Monday, September 7, 2009

Composting Workshop



I got an announcement for a composting workshop sponsored by Somerset County on September 15th. There are two sessions, 10:00 to 11:30 and 6:30 to 8:00 at the 4H Center in Bridgewater, and you must register by the 8th, this Tuesday. There is a $40 admission fee to either session, which includes a compost bin and literature. Here is a link: http://www.co.somerset.nj.us/spotlight.html

I am still trying to decide whether to attend. The cost of a compost bin is $35, so if you need one the workshop is a bargain, but I don't need a compost bin. My husband composts our kitchen waste in his vegetable garden, which has a fence that keeps animals out, so we don't really need a bin. We already successfully compost everything we can think of.

But if you don't compost, you should consider it. Composting saves landfill space, and it saves fossil fuels that the trash and recycling trucks would have to use to haul our organic waste away. It enriches the soil, and it actually reduces greenhouse gases. Doesn't that at least make you want to try composting? I have been used to composting since I was 12, when my parents decided that the soil in our new garden needed improving. I knew composting made sense and was good for the environment, but I never knew that it would become fashionable: recently I learned that Julia Roberts composts.

Here at our house we actually practice several types of composting. The first is kitchen waste, the obvious thing to compost. We also compost leaves in the fall, the easiest thing to compost. The leaves almost all decay in a year (oak leaves may last a little longer), and you don't need to worry about keeping the animals out of them.

Recorded data:

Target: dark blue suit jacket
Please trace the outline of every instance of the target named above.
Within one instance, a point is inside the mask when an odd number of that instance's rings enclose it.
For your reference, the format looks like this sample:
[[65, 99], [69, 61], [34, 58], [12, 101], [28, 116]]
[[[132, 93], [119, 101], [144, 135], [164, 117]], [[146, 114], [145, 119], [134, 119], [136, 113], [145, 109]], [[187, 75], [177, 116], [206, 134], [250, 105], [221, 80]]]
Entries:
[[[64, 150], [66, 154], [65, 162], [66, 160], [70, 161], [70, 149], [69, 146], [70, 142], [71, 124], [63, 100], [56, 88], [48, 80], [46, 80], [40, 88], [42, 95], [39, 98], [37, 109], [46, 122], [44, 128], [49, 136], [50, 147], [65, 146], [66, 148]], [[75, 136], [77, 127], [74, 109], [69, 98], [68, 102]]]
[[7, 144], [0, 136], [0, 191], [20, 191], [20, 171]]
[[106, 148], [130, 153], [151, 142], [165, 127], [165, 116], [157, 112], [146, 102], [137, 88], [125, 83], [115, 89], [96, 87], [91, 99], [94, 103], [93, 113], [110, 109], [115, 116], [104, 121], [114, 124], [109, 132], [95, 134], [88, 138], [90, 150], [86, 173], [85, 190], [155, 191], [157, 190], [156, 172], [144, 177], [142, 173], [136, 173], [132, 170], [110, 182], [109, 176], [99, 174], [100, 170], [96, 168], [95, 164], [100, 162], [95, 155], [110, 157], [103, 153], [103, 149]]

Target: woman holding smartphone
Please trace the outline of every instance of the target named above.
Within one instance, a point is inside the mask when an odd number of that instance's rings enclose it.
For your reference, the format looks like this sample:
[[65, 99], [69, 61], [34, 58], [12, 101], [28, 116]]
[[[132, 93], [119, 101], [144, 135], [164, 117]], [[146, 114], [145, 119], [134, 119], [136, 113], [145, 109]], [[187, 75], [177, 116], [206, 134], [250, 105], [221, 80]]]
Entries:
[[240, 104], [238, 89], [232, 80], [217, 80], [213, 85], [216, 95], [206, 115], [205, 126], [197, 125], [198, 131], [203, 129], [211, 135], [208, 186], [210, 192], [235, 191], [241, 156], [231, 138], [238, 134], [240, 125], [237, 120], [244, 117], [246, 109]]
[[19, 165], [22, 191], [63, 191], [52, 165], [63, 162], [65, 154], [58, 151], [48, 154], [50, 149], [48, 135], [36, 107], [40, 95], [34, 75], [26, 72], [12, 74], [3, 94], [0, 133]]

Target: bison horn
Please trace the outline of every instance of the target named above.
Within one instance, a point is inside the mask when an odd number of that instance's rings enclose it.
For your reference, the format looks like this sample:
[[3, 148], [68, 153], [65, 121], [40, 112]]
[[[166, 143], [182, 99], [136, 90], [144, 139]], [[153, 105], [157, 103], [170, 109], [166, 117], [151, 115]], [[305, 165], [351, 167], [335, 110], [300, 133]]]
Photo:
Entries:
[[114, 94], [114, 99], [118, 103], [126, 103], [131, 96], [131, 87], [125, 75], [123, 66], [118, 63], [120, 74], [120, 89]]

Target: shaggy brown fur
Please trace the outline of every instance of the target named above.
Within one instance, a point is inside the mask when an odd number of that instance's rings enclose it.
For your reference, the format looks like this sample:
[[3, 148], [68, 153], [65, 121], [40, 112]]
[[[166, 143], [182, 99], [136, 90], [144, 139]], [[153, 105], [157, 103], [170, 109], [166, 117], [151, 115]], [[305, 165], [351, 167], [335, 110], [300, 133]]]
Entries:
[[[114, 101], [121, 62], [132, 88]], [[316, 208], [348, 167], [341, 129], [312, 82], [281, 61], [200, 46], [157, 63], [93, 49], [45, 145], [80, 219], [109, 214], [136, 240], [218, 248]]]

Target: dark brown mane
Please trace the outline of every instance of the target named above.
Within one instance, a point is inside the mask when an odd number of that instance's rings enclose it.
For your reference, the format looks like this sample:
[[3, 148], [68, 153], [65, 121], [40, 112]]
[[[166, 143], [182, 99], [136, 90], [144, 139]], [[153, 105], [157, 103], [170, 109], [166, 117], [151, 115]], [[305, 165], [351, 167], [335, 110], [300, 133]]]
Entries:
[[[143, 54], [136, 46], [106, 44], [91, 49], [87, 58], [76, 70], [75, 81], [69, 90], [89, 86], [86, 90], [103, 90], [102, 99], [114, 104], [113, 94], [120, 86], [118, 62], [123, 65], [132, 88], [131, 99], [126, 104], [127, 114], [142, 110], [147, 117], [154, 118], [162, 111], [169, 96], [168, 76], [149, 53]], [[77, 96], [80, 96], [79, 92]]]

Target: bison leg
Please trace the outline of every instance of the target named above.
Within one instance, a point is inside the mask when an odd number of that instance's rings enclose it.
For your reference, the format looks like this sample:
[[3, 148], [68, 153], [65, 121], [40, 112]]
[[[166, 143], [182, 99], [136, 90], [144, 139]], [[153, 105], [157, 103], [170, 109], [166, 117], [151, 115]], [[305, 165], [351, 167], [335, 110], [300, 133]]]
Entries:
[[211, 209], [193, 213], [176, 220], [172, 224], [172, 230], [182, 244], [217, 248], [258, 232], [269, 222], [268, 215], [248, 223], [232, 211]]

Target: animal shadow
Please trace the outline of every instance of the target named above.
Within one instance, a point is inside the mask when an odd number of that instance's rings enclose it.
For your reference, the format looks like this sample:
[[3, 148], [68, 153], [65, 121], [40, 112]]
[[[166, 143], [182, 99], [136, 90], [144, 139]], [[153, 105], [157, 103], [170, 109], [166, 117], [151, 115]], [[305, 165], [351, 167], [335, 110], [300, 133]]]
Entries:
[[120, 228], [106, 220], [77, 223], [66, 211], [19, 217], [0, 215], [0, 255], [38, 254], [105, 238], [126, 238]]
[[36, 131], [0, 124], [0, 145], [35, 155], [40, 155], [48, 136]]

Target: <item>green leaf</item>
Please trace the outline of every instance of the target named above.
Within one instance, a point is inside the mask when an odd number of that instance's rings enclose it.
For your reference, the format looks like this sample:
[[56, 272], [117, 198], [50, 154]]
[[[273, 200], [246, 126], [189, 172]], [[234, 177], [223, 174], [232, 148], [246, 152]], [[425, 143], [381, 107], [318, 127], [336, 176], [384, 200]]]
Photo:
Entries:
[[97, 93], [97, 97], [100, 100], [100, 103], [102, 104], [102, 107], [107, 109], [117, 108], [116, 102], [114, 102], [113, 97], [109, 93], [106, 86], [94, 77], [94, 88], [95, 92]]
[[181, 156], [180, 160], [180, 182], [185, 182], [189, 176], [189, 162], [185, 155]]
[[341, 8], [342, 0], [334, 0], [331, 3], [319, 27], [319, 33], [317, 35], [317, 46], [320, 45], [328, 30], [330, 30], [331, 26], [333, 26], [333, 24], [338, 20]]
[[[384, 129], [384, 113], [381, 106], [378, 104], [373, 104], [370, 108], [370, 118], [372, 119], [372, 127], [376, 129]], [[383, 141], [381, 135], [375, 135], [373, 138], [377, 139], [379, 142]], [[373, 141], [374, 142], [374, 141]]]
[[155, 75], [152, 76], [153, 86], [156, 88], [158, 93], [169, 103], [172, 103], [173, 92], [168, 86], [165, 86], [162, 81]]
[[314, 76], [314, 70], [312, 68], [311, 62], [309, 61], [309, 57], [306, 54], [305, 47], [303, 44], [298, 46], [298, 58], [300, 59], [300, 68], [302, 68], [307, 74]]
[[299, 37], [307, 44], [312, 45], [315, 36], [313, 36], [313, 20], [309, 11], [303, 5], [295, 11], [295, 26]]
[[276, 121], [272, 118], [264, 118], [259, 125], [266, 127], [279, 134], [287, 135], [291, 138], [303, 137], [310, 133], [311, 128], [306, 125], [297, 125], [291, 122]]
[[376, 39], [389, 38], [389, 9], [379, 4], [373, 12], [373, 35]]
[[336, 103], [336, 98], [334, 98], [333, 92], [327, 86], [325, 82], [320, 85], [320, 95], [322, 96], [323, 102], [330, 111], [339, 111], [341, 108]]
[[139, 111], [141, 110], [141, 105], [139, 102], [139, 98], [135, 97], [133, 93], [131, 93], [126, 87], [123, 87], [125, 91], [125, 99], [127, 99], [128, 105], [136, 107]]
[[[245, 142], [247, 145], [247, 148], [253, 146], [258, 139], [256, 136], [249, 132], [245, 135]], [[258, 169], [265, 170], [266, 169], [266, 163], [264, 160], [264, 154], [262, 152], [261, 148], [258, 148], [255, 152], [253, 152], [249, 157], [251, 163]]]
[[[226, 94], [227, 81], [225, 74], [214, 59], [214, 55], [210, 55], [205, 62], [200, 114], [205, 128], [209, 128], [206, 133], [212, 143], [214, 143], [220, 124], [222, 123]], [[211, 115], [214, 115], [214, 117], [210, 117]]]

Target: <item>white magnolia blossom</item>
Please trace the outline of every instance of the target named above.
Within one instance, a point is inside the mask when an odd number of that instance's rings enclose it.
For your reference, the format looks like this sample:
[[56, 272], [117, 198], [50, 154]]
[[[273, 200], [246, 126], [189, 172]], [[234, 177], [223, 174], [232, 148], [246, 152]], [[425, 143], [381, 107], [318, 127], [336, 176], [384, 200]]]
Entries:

Requirement 1:
Answer these from the composting post:
(a) Where are the workshop sessions held?
(b) What does a compost bin cost on its own?
(c) How old was the writer when they became used to composting?
Requirement 2: Print the composting post exactly, starting at "But if you don't" and ending at "Julia Roberts composts.".
The data isn't needed here; work only from the text.

Final answer 1:
(a) At the 4H Center in Bridgewater.
(b) $35.
(c) 12.

Final answer 2:
But if you don't compost, you should consider it. Composting saves landfill space, and it saves fossil fuels that the trash and recycling trucks would have to use to haul our organic waste away. It enriches the soil, and it actually reduces greenhouse gases. Doesn't that at least make you want to try composting? I have been used to composting since I was 12, when my parents decided that the soil in our new garden needed improving. I knew composting made sense and was good for the environment, but I never knew that it would become fashionable: recently I learned that Julia Roberts composts.